▶ [Objectif]: Pouvez-vous recopier à l'identique, dans le texte sur le prêt garanti par l'État ci-dessous, le passage qui commence par "Le PGE, dont" et se termine par "à ce stade." ?

▶ [Texte à lire]:
%%
Vue du ministère français de l'Économie et des Finances, surnommé "Bercy", le 22 juillet 2020, à Paris - JOEL SAGET © 2019 AFP

[AVIS D'EXPERT] Les PGE avaient été mis en place en pariant sur un fort rebond de l'économie après la récession liée à la pandémie. Mais la situation actuelle met à mal ce scénario. Décryptage avec notre expert Guillaume Almeras, fondateur du site de veille et de conseils Score Advisor.

Mis en place pour aider les entreprises françaises à faire face aux difficultés créées par la crise sanitaire, le Prêt garanti (jusqu’à 90%) par l’Etat (PGE) devait s’arrêter fin décembre 2021. Mais la possibilité d’en bénéficier a été prolongée jusqu’à fin juin 2022. Et maintenant, que va-t-il se passer?

Le PGE, dont l’encours total est, selon les derniers chiffres communiqués, de 139,51 milliards d’euros, a été mis en place pour répondre aux demandes de 883.000 entreprises avec un très faible taux de refus de 2,9% de la part des banques, selon la Fédération des banques françaises.

Compte tenu des conditions de remboursement étalées sur plusieurs années, ainsi que de la possibilité offerte d’un décalage d’une année supplémentaire (qui a été sollicitée par 57% des bénéficiaires), un quart seulement des encours du PGE a été remboursé à ce stade.

Or, aujourd’hui, les signes de dégradation de la situation financière des entreprises se multiplient. Les défaillances ont crû de 26,5% en août sur un an, après un bond de 24,1% en juillet. Et si 15% des TPE-PME bénéficiaires ont déjà remboursé leur PGE en intégralité ou comptent le faire d’ici fin 2022, 78% d’entre elles pensent l’amortir sur plusieurs années et 7% craignent de ne pas être en mesure de le rembourser, selon le baromètre Bpifrance Le Lab et Rexecode pour le troisième trimestre.
%%
▶ [Extraits de données]:
%%
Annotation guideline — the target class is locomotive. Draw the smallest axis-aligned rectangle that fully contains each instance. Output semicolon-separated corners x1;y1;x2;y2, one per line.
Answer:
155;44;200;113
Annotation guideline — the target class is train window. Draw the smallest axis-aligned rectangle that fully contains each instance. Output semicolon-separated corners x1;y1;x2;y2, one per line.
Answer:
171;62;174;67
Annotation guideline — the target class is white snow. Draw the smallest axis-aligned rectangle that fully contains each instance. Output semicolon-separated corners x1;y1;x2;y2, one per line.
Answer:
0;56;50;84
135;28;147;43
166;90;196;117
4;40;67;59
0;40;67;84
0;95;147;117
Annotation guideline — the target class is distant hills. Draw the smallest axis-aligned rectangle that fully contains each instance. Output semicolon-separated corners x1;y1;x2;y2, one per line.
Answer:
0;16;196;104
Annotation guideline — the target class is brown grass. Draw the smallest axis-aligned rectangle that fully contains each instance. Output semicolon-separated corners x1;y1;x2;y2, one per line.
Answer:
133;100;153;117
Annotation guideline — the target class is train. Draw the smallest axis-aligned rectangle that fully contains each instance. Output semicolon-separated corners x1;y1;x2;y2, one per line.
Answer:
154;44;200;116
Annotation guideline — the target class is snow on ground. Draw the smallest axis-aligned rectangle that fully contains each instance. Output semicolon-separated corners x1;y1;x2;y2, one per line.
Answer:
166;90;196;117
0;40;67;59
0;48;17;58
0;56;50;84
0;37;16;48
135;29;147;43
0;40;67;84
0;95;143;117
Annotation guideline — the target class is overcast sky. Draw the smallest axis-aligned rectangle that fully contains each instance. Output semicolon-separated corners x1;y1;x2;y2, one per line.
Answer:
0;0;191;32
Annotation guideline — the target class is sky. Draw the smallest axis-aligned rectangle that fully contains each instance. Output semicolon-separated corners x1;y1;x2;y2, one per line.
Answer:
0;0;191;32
%%
▶ [Solution du problème]:
Le PGE, dont l’encours total est, selon les derniers chiffres communiqués, de 139,51 milliards d’euros, a été mis en place pour répondre aux demandes de 883.000 entreprises avec un très faible taux de refus de 2,9% de la part des banques, selon la Fédération des banques françaises.

Compte tenu des conditions de remboursement étalées sur plusieurs années, ainsi que de la possibilité offerte d’un décalage d’une année supplémentaire (qui a été sollicitée par 57% des bénéficiaires), un quart seulement des encours du PGE a été remboursé à ce stade.